- **TASK PROMPT**: Your task is to copy the listing exactly, with the pictures left out.

━━━ DATASET

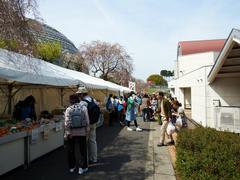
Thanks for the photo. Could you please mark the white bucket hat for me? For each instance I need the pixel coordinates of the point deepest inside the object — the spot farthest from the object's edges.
(82, 90)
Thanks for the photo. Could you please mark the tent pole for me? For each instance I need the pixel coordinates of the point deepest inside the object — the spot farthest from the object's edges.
(10, 87)
(61, 96)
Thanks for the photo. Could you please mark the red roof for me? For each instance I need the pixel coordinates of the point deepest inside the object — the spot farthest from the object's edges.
(192, 47)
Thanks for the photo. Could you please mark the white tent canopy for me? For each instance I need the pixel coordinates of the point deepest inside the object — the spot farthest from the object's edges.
(24, 69)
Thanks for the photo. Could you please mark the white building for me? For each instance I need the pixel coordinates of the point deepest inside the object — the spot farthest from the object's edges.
(207, 81)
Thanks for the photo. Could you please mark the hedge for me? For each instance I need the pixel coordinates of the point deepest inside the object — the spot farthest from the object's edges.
(204, 153)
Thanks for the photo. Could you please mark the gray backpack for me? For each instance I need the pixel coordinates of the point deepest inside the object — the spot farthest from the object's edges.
(77, 116)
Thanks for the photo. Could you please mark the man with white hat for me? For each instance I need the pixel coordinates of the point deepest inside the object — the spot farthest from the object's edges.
(92, 143)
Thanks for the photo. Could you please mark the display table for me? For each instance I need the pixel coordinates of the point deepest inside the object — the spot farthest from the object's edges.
(12, 151)
(47, 138)
(21, 148)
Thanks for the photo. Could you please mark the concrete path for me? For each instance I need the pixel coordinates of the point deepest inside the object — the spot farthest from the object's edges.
(159, 160)
(122, 155)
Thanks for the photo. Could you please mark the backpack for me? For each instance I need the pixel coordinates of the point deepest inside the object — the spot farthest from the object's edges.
(17, 110)
(93, 111)
(109, 105)
(77, 116)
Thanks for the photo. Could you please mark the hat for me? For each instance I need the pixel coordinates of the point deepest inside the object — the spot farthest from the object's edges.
(180, 110)
(82, 90)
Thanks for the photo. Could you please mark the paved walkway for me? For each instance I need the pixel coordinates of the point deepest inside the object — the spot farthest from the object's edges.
(122, 155)
(159, 160)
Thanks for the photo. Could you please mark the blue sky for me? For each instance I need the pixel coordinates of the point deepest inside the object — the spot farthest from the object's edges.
(149, 30)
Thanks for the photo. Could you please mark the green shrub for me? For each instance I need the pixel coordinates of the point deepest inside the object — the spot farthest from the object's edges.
(204, 153)
(48, 51)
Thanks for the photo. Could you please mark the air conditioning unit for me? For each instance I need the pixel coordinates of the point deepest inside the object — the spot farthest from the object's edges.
(228, 118)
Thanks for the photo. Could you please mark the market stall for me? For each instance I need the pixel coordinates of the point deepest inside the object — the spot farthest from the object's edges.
(51, 85)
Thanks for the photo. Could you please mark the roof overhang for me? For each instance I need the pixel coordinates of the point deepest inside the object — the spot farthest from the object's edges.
(228, 61)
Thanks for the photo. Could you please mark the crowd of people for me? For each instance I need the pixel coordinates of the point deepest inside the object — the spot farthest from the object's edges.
(82, 115)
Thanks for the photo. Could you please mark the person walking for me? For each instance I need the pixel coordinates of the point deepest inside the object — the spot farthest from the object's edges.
(76, 130)
(165, 110)
(110, 108)
(121, 110)
(94, 113)
(144, 107)
(131, 112)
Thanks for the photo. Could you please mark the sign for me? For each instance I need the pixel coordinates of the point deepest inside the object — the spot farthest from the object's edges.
(132, 85)
(34, 135)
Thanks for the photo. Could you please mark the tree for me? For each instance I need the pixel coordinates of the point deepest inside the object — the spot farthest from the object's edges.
(156, 79)
(106, 59)
(74, 61)
(14, 26)
(48, 51)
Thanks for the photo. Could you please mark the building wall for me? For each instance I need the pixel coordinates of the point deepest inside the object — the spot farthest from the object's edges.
(188, 63)
(196, 82)
(226, 90)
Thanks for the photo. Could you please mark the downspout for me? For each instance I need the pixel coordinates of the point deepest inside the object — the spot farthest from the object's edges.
(10, 87)
(61, 96)
(205, 95)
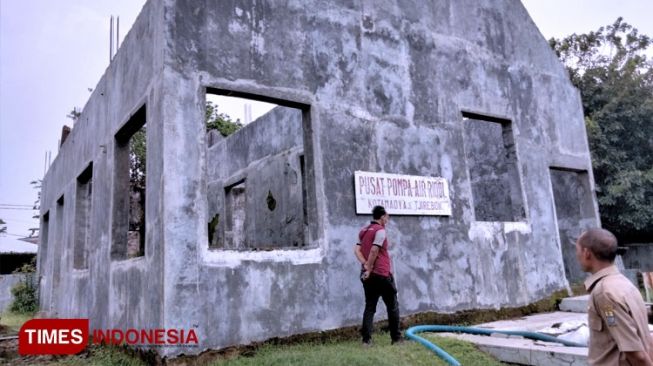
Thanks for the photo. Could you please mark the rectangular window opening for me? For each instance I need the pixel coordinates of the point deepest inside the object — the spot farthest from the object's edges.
(129, 189)
(82, 227)
(260, 143)
(43, 244)
(493, 168)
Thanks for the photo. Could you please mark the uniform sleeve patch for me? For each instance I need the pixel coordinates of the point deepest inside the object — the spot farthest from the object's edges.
(608, 314)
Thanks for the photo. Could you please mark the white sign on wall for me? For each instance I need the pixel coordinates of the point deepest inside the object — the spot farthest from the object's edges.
(402, 194)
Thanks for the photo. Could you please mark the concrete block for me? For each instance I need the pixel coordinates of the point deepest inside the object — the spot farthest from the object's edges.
(577, 304)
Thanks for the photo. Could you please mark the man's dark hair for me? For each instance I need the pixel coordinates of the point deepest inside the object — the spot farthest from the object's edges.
(378, 212)
(601, 242)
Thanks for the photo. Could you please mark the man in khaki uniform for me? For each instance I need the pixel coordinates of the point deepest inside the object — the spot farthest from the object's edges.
(617, 317)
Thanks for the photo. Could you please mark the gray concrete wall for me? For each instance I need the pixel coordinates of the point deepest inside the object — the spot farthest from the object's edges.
(382, 86)
(639, 257)
(385, 83)
(270, 173)
(574, 203)
(116, 294)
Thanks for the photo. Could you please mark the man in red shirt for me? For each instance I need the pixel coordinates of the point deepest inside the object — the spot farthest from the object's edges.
(376, 275)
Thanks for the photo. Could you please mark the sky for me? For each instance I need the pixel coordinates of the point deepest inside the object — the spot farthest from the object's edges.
(52, 52)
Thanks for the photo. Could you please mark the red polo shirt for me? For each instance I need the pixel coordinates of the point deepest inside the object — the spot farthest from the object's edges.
(366, 236)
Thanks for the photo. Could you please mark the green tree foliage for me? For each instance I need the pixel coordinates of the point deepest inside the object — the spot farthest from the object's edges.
(137, 148)
(137, 159)
(615, 79)
(24, 292)
(220, 121)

━━━━━━

- **RESULT OF THE TASK**:
Thanks for the photo. Could you please mark the white bucket hat for me? For each instance I need the pixel coordinates of the point deepest inside the object — the spot farthest from the object's edges.
(82, 90)
Thanks for the photo. Could you please mark the tent pole for me? For each instance I need the pixel coordinates of the point deepest inside the object — the spot farthest from the object's edges.
(10, 87)
(61, 96)
Thanks for the photo. Could you please mark the red roof for me? For each instance I need the pixel coordinates of the point deepest inside the object — the spot farthest from the object's edges.
(192, 47)
Thanks for the photo. Could you please mark the white tent canopy for me? For each instance I need the pixel coordinates of the point deepest inside the object — the spot farthest from the object's edges.
(24, 69)
Thanks for the photo. Could you please mark the white building for me? For each instance I need the pixel coordinates of the point deepest inside the object — the spot farthest from the object's edges.
(207, 81)
Thanks for the photo. Could you please mark the hedge for me? For each instance I need the pixel coordinates of the point deepest inside the object — the spot farthest from the object's edges.
(204, 153)
Thanks for the photo. Could you please mark the gray backpack for me? For each instance I need the pixel coordinates of the point deepest inside the object — the spot farthest from the object's edges.
(77, 116)
Thanks for the photo. Could you please mark the man with white hat for me? For each instance I need the pixel coordinates of the point deepest inside the object — the spot farthest from the object's edges.
(92, 143)
Thanks for the photo. Could you please mark the display table for me? For each instance I need the pixel coordinates of the point deepest inside the object — the spot farthest from the object's edges.
(12, 151)
(47, 138)
(21, 148)
Thanks for the photo. Could you please mark the concrete path for me? For each instance I need the pixel coordinates of the point deepest inside the object — the spot farthest from the object's edges.
(159, 160)
(122, 155)
Thanks for the photo. Could you please mark the backpack for me? For each instance I need the pixel coordinates of the point deepest inside the object — the spot farthest from the object's edges.
(17, 110)
(93, 111)
(109, 105)
(77, 116)
Thanks for the photo. Could you please mark the hat for me? For each instance I need the pixel coordinates of the point deepest inside the object — the spot farthest from the object's edges.
(180, 110)
(82, 90)
Thanks for the photo. Could you please mark the paved walkway for me? For each instance I need the pixel coordinates of the point deepest inside the object — the spot farthest from the object's edges.
(122, 155)
(159, 160)
Thanks for the photo. Could you please mark the blue sky for me? For each instance I need the pixel coordinates of the point deepest inside the object — the spot farthest from the object's edges.
(149, 30)
Thanks for the photo. Could you please mark the green shrub for me? For each instance I need the pixel coordinates of the point deepest inside the object — the spot farthest from the object's edges.
(204, 153)
(48, 51)
Thanks for the photo. Could you please mark the air conditioning unit for me? For each instance I need the pixel coordinates of the point deepest inside the object — the spot farthest from the object's edges.
(228, 118)
Thanks for the photo. Could you please mark the market stall for me? For each instance I need the pixel coordinates of the point deepest inside the object — the spot farthest from the object's edges.
(51, 85)
Thanks for the photo. Could you please mark the roof overhang for me? For each instance I need the pixel coordinates of the point deepest inside the object — the spot farthest from the object's edges.
(228, 61)
Thanks for the photo. Could you please mark the crowd of people for me? For each instance I need the pixel coordinates of the point deepest inside the object — the spot farthest from the object's edges.
(82, 115)
Thanks for the photo. Could you please mark the person walking for me? For each instance I need the pixel coordinates of the point deepest inside the object — the spot farthest from the object's edges.
(76, 130)
(165, 110)
(110, 108)
(121, 110)
(94, 113)
(144, 107)
(131, 112)
Thanks for the photo. Could you please mark the sign for me? For each instance I need the pixel coordinates of the point deepest inside the object — the spot farthest from the object's edges.
(132, 85)
(34, 135)
Thanks for the photo. Could you please mark the tree for me? For each instance I need the pixel coordinates of the point deepest inside the object — the spot farthest from the object's edges.
(156, 79)
(106, 59)
(74, 61)
(14, 26)
(48, 51)
Thanks for the photo. Could you please mark the building wall for me? For each instance I need the pixel coordinates of the point deepest inside the object — the spot farthest from the object's edges.
(188, 63)
(196, 82)
(226, 90)
Thanks for the photo. Could you please mark the downspout for me? For each instance I need the pixel coordinates of the point deepest inside the object — the spot farthest from the object's edges.
(10, 87)
(61, 96)
(205, 95)
Thanks for the photo. Could you please mark the rectangular window opening for me? For each instance I need the pixel coordinates of the point deepest inside the object — the spot farthest from the object's edges.
(129, 189)
(82, 227)
(260, 143)
(43, 244)
(493, 168)
Thanks for the photo. Could you please mark the uniform sleeve patch for me? For each instance I need the pixel coordinates of the point deepest inside the object — the spot farthest from the object's edges.
(608, 314)
Thanks for the photo. Could you please mark the white sign on wall for me? For each instance I need the pixel coordinates of the point deepest inside the object — the spot farthest from the object's edges.
(402, 194)
Thanks for the photo. Could you please mark the concrete block for me? For each instance I need the pixel coordinates of the point deepest inside the object — the spot farthest from the object's edges.
(577, 304)
Thanks for the photo. Could you please mark the man's dark hair for me? For each instance I need the pixel coordinates of the point deepest inside the object — the spot farthest from the object's edges.
(378, 212)
(601, 242)
Thanks for the photo. Could you please mark the man in khaki uniform for me? For each instance I need the pixel coordinates of the point deepest inside the object — the spot farthest from the object's edges.
(617, 317)
Thanks for the photo. Could you please mark the gray concrete wall for me? For each instance I need the pixel coordinates of the point deepest inside the object — the spot farthest from the object's edges.
(382, 86)
(639, 257)
(385, 83)
(270, 173)
(574, 203)
(116, 294)
Thanks for the photo. Could you please mark the man in red shirt for me? For each instance I need the pixel coordinates of the point deepest inside the object — the spot farthest from the object's edges.
(376, 275)
Thanks for the photo. Could you please mark the sky for me? For each instance I need the pixel coordinates of the point deepest inside the object — the spot farthest from the object's edges.
(52, 52)
Thanks for the photo. Could you please mark the red polo shirt for me? For each instance I need the pixel coordinates of the point deepest inside the object — the spot farthest from the object's edges.
(366, 236)
Thanks for the photo. Could you please mark the green tree foliage for me? For each instance I need the pixel coordinates of the point deepest inside the object — the spot farthest from the object's edges.
(137, 148)
(137, 159)
(615, 79)
(24, 292)
(220, 121)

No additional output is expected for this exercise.